* [Problem requirements]: What is the number of lines in these records that hold the word "below"? Reply with that number alone.

Dataset entries:
== Segment start ==

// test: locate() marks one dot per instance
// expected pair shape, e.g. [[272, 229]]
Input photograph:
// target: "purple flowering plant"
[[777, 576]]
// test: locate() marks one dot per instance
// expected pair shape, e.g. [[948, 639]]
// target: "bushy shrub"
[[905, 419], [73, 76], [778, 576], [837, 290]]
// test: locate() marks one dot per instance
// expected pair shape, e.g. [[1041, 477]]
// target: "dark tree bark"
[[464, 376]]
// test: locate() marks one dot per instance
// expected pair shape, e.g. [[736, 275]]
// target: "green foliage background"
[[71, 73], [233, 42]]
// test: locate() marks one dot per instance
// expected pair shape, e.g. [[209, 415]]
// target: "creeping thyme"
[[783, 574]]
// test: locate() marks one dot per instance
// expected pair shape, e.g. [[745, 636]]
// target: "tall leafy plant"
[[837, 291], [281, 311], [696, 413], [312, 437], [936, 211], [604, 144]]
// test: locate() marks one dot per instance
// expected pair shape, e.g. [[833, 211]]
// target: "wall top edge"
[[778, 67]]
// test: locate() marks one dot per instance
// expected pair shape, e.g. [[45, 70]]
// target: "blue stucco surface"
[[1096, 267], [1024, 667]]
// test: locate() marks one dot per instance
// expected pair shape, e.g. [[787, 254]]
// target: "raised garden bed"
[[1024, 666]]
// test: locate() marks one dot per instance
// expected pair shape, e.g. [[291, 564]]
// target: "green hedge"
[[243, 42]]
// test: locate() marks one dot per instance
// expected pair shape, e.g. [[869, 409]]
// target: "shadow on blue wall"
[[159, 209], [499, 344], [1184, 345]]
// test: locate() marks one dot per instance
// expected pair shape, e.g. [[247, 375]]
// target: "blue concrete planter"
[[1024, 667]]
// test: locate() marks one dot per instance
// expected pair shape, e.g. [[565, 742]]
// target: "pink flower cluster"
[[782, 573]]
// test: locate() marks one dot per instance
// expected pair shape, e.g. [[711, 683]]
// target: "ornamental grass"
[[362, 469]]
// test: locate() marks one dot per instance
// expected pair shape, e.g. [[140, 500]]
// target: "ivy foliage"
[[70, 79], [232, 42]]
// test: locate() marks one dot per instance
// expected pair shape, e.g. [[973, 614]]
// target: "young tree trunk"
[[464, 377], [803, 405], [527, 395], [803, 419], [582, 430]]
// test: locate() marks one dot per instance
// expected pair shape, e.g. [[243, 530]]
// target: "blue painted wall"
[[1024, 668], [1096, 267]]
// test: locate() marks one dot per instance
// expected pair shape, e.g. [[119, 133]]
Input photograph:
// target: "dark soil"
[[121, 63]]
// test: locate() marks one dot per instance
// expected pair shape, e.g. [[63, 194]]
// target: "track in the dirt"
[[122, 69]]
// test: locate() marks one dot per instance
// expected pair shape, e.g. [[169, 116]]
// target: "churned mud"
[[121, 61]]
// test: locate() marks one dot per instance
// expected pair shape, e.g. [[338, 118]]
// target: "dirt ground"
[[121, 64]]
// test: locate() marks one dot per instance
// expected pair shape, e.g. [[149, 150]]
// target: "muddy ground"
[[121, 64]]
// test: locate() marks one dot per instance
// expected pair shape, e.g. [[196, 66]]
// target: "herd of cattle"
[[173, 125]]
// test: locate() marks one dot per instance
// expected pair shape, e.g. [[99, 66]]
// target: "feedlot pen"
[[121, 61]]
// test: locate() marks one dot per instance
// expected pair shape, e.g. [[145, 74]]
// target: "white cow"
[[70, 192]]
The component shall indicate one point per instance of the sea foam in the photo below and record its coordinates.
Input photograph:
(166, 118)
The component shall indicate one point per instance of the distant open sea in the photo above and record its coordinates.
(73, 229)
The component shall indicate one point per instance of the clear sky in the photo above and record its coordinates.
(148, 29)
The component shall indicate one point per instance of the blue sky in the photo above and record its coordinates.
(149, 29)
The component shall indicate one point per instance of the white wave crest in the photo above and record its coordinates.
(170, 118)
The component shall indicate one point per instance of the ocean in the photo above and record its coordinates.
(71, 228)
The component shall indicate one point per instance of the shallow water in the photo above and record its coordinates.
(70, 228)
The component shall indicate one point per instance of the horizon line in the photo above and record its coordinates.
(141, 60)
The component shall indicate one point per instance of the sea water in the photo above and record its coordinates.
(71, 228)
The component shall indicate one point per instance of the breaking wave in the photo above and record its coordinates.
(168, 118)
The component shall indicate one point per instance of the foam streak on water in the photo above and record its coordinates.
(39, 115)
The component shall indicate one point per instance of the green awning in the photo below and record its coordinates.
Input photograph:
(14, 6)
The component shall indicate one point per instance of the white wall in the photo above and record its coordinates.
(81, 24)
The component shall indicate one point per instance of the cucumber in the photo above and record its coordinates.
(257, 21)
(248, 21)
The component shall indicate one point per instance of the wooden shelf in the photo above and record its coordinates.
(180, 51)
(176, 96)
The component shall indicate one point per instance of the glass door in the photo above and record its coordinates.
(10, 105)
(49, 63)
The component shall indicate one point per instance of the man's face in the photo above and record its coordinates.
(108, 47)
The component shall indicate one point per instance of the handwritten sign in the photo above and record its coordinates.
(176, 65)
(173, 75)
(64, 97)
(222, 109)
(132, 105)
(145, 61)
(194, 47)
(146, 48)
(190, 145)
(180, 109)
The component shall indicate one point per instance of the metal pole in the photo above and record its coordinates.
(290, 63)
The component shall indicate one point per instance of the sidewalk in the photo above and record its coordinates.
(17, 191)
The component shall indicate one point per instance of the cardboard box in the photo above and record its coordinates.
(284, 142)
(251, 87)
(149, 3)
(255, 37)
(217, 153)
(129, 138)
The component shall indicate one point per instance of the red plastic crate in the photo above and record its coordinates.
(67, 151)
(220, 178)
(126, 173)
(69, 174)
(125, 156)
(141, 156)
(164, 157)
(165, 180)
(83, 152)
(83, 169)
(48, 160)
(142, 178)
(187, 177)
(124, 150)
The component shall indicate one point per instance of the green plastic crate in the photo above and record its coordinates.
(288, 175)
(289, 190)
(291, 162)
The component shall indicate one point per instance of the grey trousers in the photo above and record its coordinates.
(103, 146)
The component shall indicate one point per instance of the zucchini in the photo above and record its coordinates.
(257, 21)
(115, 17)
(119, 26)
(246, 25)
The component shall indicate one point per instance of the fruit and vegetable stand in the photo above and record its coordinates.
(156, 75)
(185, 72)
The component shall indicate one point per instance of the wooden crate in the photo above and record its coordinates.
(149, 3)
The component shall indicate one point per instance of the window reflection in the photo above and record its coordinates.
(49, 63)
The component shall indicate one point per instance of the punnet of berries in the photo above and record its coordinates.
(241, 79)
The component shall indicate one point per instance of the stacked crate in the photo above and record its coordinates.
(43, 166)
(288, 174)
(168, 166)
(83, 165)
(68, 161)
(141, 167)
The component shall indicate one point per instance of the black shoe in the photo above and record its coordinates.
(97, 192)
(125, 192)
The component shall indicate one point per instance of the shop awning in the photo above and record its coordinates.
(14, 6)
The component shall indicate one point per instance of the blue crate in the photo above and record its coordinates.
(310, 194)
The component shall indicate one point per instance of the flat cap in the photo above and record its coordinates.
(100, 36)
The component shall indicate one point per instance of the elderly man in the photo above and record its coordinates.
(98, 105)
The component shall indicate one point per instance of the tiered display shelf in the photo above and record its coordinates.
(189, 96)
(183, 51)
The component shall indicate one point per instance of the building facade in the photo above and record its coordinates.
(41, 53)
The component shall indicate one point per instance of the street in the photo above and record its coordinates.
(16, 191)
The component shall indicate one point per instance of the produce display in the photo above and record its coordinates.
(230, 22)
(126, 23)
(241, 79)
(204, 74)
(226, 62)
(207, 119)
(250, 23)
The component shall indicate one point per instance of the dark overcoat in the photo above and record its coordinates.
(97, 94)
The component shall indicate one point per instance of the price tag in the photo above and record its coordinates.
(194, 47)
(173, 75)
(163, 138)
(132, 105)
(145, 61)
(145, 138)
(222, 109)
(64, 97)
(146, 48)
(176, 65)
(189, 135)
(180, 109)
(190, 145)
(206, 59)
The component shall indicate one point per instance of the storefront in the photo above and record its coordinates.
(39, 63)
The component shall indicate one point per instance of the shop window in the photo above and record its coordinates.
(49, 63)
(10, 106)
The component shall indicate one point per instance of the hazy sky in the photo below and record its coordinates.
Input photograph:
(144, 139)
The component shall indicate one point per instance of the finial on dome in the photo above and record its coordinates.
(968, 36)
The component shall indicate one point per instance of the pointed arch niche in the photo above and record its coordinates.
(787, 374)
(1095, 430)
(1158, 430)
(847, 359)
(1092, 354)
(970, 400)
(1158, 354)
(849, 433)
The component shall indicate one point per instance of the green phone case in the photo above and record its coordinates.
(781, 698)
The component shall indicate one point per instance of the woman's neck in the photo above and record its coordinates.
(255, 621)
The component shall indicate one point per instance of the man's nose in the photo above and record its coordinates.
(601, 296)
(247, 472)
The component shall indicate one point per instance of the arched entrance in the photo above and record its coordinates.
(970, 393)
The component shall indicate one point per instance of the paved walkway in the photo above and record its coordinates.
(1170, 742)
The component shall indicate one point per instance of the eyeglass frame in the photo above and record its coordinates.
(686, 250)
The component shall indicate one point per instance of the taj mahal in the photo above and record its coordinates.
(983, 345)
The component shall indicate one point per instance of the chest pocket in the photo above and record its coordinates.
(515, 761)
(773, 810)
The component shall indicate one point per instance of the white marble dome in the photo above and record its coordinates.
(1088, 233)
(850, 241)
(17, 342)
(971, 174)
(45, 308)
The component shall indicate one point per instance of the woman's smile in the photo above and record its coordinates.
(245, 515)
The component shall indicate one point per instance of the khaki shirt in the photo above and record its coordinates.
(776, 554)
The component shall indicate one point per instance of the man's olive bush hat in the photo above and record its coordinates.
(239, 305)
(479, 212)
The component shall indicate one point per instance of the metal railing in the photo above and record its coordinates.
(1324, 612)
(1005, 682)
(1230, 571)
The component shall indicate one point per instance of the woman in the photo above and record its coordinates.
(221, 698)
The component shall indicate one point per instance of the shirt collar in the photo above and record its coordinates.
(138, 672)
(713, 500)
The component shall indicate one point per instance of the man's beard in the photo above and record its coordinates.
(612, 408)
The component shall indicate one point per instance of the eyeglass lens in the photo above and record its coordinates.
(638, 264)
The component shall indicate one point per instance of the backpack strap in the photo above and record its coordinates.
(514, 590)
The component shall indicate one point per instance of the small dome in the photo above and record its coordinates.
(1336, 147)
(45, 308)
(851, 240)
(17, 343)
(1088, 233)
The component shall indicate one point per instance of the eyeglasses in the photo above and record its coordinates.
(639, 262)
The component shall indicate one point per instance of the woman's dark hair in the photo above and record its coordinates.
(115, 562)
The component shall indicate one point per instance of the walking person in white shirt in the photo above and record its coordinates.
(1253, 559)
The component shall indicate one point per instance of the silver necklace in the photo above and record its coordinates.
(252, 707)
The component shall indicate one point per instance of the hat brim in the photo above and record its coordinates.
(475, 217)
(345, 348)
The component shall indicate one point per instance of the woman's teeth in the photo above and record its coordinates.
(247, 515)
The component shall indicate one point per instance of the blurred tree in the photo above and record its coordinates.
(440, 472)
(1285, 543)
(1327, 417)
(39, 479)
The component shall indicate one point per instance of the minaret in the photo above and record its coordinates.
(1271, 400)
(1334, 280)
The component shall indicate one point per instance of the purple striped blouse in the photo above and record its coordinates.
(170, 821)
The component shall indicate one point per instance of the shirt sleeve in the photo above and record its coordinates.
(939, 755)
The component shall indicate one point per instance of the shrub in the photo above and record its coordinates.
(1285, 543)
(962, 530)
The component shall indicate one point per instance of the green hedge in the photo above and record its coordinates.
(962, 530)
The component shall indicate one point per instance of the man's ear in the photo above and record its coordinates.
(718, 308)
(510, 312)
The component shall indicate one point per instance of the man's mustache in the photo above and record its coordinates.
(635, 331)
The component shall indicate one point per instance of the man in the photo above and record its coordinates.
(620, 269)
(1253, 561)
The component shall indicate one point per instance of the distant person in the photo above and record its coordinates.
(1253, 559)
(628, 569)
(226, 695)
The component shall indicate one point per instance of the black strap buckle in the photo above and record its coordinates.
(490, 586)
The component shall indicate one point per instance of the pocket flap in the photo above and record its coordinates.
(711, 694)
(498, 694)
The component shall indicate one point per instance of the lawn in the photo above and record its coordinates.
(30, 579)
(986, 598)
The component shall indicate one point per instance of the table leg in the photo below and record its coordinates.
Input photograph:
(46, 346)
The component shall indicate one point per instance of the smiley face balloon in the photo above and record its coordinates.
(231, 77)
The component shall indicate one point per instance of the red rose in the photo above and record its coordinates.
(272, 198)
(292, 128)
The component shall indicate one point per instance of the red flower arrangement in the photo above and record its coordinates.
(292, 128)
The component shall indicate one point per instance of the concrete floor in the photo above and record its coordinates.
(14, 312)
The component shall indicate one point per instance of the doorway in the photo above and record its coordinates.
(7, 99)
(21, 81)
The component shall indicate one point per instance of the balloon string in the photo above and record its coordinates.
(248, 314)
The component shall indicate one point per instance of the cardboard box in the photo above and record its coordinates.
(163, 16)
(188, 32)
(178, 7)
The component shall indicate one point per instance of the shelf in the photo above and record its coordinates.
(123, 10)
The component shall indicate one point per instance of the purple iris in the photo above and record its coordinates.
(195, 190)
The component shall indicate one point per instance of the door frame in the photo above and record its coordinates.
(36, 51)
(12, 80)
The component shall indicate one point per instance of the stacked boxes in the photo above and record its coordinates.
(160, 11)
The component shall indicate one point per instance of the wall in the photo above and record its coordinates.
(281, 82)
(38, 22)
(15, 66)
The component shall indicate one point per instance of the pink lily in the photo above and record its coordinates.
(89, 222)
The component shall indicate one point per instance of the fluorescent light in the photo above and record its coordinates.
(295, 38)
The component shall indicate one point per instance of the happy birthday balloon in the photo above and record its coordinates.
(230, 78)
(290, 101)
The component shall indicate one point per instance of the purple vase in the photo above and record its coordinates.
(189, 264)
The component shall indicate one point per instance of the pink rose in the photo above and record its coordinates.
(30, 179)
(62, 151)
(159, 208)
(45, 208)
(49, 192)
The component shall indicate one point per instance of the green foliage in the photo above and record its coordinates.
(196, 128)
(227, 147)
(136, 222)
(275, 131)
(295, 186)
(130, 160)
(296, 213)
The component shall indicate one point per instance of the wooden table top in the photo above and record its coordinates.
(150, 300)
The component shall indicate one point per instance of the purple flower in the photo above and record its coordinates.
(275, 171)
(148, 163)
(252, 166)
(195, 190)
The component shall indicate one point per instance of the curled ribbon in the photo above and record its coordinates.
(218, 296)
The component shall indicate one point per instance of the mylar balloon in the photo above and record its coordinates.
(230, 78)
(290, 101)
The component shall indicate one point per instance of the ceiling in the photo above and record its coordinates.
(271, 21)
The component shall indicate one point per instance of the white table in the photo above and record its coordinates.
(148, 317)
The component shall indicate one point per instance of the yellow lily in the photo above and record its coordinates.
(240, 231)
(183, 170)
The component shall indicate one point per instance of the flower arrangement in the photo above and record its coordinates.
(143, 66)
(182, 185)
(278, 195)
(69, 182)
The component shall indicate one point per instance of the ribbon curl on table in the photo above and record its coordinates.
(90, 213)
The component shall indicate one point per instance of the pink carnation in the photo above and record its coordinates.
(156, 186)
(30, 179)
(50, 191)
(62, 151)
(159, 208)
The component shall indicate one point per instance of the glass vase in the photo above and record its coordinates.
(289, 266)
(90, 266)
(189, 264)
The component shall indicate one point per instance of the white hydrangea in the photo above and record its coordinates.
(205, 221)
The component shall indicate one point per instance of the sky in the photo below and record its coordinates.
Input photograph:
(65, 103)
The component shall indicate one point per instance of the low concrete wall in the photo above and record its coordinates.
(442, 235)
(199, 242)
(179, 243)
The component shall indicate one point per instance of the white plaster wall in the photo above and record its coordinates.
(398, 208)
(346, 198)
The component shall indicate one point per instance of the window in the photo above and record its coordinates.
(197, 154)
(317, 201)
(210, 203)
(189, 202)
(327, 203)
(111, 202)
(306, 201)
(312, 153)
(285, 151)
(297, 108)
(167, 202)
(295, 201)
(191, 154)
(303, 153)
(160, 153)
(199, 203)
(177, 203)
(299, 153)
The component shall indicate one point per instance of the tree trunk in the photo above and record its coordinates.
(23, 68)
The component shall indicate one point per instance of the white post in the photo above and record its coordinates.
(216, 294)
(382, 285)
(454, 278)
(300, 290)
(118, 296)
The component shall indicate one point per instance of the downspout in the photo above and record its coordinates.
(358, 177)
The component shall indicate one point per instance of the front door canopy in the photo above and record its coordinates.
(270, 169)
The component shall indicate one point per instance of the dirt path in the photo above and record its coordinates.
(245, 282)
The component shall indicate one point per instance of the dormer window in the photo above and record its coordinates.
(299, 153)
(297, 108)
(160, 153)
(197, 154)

== Segment end ==

* [Solution to this task]: 5